Raw records
━━━━━━━━━━━━━━━━━━━━━━━━━━━━━━

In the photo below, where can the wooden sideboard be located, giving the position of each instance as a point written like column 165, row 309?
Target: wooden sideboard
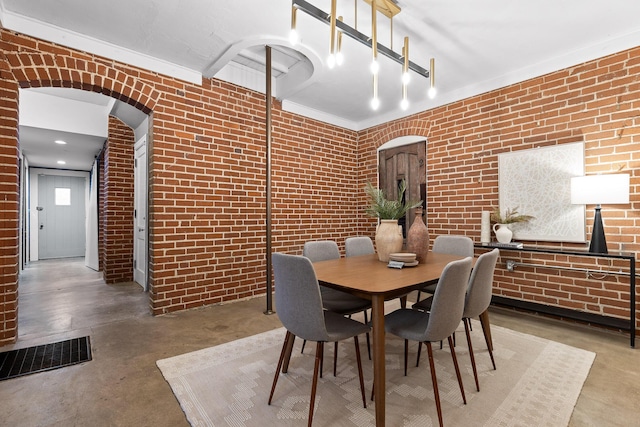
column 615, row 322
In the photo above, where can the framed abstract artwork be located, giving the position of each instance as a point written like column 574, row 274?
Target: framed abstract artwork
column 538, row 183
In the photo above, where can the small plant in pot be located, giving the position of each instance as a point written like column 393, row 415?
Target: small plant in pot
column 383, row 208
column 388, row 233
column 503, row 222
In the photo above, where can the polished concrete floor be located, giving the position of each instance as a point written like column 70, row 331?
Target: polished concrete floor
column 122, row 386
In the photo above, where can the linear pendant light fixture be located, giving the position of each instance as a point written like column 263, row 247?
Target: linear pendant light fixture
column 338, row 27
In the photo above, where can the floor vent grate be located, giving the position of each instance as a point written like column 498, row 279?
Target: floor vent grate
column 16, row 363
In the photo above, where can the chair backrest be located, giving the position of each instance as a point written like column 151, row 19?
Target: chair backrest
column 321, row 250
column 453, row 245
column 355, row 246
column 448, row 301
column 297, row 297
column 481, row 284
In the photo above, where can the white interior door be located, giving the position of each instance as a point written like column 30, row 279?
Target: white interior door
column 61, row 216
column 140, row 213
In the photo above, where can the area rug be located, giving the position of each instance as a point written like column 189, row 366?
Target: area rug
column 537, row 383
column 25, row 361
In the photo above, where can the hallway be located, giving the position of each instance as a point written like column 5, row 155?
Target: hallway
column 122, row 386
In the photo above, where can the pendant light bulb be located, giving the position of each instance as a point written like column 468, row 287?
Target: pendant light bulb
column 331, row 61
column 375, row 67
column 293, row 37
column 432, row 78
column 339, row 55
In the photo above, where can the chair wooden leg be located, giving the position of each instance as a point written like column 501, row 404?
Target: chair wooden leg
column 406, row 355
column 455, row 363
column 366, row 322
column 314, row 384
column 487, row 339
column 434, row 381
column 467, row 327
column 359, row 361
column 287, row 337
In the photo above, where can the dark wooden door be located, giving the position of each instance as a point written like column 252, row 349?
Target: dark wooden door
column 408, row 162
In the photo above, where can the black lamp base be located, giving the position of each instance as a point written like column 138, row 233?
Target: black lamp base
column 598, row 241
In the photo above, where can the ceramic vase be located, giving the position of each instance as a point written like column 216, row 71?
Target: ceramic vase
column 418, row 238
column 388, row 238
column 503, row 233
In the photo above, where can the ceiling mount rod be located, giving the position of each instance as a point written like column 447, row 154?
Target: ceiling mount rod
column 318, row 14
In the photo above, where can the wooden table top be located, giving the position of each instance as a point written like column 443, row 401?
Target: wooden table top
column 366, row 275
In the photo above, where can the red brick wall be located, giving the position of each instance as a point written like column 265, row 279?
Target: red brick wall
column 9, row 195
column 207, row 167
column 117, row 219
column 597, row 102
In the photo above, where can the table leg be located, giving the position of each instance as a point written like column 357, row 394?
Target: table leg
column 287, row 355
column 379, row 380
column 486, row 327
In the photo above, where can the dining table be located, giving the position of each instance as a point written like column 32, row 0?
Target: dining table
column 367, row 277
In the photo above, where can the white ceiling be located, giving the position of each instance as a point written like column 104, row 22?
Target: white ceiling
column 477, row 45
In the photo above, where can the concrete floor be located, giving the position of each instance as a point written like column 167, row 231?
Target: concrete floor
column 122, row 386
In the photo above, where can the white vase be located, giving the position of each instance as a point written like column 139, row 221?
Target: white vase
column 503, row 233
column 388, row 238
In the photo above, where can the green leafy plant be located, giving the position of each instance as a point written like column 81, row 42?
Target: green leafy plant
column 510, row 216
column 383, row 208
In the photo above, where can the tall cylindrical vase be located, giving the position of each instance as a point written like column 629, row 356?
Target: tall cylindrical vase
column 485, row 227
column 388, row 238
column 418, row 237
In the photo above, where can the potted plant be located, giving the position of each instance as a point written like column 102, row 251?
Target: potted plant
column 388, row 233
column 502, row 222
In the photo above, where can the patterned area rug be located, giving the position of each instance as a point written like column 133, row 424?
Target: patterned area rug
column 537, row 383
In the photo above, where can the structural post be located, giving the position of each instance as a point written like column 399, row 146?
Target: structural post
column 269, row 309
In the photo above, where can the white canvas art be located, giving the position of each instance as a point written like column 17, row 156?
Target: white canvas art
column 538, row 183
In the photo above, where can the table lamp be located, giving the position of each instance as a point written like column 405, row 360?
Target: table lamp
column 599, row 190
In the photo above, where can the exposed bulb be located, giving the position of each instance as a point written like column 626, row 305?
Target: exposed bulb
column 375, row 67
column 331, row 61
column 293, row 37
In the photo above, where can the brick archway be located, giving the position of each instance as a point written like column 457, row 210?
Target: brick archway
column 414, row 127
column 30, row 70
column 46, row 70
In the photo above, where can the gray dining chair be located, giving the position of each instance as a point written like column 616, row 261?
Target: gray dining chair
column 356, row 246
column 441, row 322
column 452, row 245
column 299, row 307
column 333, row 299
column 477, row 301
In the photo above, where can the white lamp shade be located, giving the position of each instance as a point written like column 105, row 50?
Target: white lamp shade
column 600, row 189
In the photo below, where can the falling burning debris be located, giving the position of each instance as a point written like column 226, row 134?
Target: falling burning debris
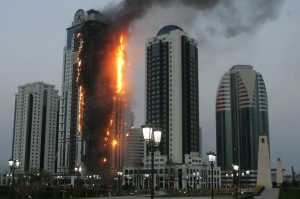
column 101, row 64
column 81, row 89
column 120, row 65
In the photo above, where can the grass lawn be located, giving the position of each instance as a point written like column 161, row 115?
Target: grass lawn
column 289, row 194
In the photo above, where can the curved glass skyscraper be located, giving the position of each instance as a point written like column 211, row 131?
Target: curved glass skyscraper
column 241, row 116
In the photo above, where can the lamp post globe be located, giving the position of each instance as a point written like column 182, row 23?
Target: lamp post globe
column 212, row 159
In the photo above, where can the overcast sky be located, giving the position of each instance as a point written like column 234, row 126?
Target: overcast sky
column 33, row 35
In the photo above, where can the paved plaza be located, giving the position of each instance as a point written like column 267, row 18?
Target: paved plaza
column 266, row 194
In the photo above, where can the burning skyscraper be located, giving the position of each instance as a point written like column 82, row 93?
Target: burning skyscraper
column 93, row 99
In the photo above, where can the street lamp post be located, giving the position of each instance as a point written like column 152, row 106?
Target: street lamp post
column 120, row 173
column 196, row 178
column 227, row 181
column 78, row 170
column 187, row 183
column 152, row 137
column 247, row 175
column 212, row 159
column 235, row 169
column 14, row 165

━━━━━━━━━━━━━━━━━━━━━━━━━━━━━━

Task requirements
Produce an exact copy of only those lines that run from the line with "In the photo below, where can the falling" to the final line of the records, including both; exclude images.

Final result
In the photo below, where can the falling burning debris be located, giving the position of each instance as a point written like column 226, row 134?
Target: falling burning debris
column 101, row 64
column 81, row 89
column 120, row 65
In the photo above, where can the grass lawn be located, giving the position of each instance as a point written like column 161, row 115?
Target: grass lawn
column 289, row 194
In the photo above, where can the curved glass skyscraper be located, giving the position of each instance as a point written like column 211, row 131?
Target: curved glass skyscraper
column 241, row 116
In the photo above, where can the lamp post globe be located, giving the position of each instance as a point written like column 182, row 23?
Target: lamp post globe
column 212, row 159
In the photo above, where can the overcast sky be located, giving the position of each instance as a point written like column 234, row 126?
Target: overcast sky
column 33, row 35
In the photo above, where can the paved plaza be located, giving the position of each instance as a point written like column 267, row 18?
Target: paved plaza
column 266, row 194
In the photo above, where can the burning skyscraper be located, giving the position of each instance as a point written like column 82, row 93?
Target: burning skyscraper
column 93, row 99
In the photo above, where can the street lamp post be located, giving the position of each instance as a point written like column 152, row 106?
Target: street lamp post
column 120, row 173
column 196, row 178
column 227, row 181
column 78, row 170
column 187, row 183
column 152, row 137
column 247, row 175
column 212, row 159
column 235, row 169
column 14, row 165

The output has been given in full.